Dataset rows on where objects appear:
----

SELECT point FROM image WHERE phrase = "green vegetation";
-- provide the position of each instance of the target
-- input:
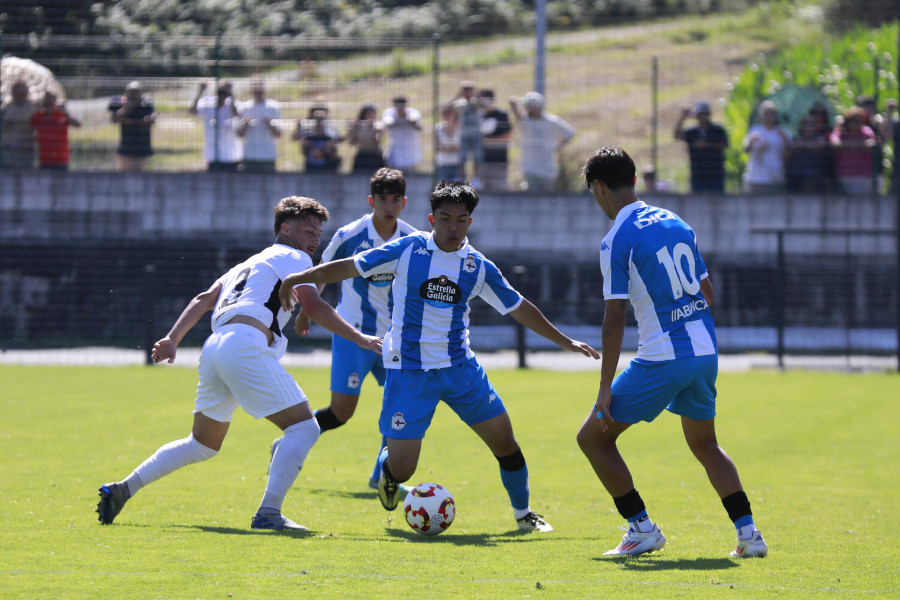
(862, 61)
(814, 450)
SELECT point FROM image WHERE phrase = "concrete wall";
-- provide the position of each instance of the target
(84, 206)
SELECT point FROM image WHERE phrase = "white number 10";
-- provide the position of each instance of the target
(681, 282)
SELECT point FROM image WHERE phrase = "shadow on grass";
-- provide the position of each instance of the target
(659, 563)
(465, 539)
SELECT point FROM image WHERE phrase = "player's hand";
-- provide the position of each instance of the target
(287, 295)
(585, 349)
(164, 349)
(371, 343)
(601, 408)
(301, 324)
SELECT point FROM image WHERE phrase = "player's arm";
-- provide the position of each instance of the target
(612, 334)
(531, 317)
(330, 272)
(322, 313)
(202, 303)
(708, 293)
(302, 322)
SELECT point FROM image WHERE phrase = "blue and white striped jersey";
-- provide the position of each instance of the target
(650, 257)
(432, 290)
(365, 302)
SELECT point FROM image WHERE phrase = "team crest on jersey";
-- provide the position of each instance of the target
(440, 292)
(398, 422)
(470, 265)
(381, 279)
(353, 380)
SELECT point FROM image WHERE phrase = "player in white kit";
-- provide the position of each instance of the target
(650, 258)
(239, 364)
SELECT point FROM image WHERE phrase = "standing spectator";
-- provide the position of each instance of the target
(541, 134)
(469, 114)
(258, 129)
(496, 129)
(135, 116)
(447, 157)
(706, 143)
(405, 127)
(809, 167)
(853, 144)
(221, 147)
(318, 141)
(51, 125)
(17, 135)
(365, 133)
(769, 146)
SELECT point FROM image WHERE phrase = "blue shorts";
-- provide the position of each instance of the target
(412, 395)
(350, 364)
(684, 386)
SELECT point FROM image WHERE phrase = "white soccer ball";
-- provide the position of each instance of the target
(429, 508)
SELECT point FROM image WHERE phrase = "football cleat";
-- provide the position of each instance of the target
(750, 548)
(275, 521)
(635, 542)
(388, 492)
(113, 497)
(533, 522)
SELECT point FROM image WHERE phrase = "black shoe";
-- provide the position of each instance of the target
(113, 497)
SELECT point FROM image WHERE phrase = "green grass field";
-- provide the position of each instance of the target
(818, 453)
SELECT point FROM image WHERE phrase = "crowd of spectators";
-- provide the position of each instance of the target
(827, 153)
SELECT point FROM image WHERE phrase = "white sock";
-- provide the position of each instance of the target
(167, 459)
(287, 462)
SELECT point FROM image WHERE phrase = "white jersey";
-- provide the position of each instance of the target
(432, 290)
(251, 288)
(365, 302)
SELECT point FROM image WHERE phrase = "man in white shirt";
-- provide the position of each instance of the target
(222, 147)
(405, 127)
(258, 129)
(541, 135)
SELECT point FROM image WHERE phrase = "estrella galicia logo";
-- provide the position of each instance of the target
(440, 292)
(381, 279)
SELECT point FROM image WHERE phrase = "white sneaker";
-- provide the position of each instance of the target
(533, 522)
(750, 548)
(635, 542)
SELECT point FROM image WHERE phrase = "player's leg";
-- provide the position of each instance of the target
(696, 406)
(410, 399)
(213, 409)
(300, 434)
(723, 475)
(639, 393)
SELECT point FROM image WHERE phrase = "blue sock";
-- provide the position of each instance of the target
(516, 484)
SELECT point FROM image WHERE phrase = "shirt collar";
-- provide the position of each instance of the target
(462, 252)
(628, 209)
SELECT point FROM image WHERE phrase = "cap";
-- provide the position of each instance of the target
(533, 99)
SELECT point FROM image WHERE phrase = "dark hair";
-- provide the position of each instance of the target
(612, 166)
(454, 192)
(387, 181)
(300, 208)
(366, 108)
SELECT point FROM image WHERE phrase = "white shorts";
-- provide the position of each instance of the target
(237, 368)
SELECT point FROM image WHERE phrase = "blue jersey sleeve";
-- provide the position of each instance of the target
(497, 292)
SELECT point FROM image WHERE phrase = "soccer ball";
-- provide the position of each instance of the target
(429, 508)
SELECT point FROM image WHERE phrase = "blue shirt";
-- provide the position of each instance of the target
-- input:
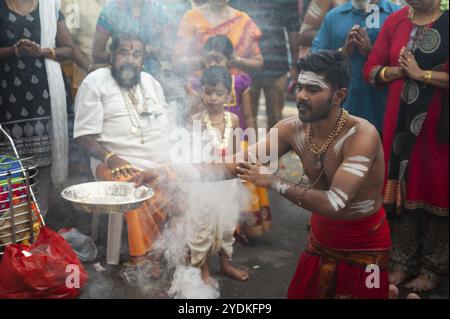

----

◆ **WHAT YOU WILL DO**: Pull out every line of the rows above that contains the word "blue", matching case exactly.

◆ **COMPLETED TASK**:
SELECT point FROM image WHERE phrase = "blue and white striped jersey";
SELECT point FROM image WHERE phrase = "blue shorts";
SELECT point FROM image WHERE phrase = "blue sock";
SELECT point FROM image WHERE phrase = "blue jersey sleeve";
SELECT point FROM image WHERE phrase = "blue shirt";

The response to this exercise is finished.